▶ STATED EXERCISE
Swap each "SHOULD" for "MUST" in the part that opens with the line containing "compact form (370,146)." and runs through the last of the lines. Return only that part, with everything else left as it is.

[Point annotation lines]
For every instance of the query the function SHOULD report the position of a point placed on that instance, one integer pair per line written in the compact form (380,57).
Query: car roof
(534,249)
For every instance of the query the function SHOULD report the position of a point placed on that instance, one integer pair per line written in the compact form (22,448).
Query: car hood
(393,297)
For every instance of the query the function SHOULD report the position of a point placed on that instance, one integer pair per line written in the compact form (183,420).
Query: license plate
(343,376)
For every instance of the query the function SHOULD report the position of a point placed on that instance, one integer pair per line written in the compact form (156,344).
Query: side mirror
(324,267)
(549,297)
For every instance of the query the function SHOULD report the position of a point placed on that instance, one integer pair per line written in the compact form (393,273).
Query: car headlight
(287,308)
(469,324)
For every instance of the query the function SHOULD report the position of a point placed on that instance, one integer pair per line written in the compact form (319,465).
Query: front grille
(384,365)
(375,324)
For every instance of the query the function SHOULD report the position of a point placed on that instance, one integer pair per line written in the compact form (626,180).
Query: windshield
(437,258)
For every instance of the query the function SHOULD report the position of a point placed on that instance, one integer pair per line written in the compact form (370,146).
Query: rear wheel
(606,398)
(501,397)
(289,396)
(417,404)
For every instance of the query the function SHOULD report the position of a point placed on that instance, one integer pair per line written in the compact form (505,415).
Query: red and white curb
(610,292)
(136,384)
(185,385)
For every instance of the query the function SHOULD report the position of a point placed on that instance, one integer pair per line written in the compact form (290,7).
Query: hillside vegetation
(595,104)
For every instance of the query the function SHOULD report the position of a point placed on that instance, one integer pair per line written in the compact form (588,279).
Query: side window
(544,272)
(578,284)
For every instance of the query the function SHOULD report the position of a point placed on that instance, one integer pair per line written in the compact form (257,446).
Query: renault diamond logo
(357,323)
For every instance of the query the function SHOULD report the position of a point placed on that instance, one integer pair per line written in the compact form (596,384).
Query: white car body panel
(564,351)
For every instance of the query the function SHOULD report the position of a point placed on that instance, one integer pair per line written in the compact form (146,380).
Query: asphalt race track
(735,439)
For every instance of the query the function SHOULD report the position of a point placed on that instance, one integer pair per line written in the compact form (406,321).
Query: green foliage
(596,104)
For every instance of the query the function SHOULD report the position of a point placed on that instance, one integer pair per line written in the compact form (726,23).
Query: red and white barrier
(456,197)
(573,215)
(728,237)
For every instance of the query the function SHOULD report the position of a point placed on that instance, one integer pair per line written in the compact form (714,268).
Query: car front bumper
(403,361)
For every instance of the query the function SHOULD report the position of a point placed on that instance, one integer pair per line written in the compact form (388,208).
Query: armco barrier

▶ EXPECTED OUTPUT
For every instance of the query the function MUST report the position of a point placed on that instance, one integer pair per line written in the compact form (370,146).
Query: rear wheel
(606,398)
(501,397)
(289,396)
(417,404)
For every instance of the query the function MUST report the position of a point placed on that instance, one integer pair per line written in the compact form (505,415).
Query: red and white curb
(610,292)
(136,384)
(185,385)
For every instance of the query the function MUST report the position of a point placed on that instance, one integer pair per line written in the compact form (290,7).
Query: hillside vegetation
(595,104)
For every instance of the query the function MUST report the position of a point placed on that instance, one integer pair per line written in the compact form (588,279).
Query: side window
(544,272)
(578,284)
For every instance of the query the function MUST report the position of a point placed on that instance, one integer pair per line written in the compact form (257,446).
Query: renault diamond logo
(357,323)
For every instance of the query the function MUST report the position of a point placed on that instance, one integer pair per line written in the compact form (596,384).
Query: white car body panel
(564,351)
For every instance of the query the function MUST report the position of a point placed on that instance, one integer pair per line written in the compact form (146,380).
Query: asphalt race track
(735,439)
For every instance of the query the function MUST report the position of a point placed on that instance, one integer pair per line written in the compact form (406,321).
Query: green foliage
(596,104)
For every instance of the query the function MUST report the position of a point placed on that instance, one integer pair per line written in the compact form (726,23).
Query: red and white barrier
(456,197)
(573,215)
(728,237)
For every instance of the query the function MUST report the position of a point placed on that instance, one integer pair per line written in the compact form (714,268).
Query: car front bumper
(403,361)
For every instance of the query the function MUST report the position of a point placed on that instance, one integer pair per line written in the compact form (388,208).
Query: armco barrier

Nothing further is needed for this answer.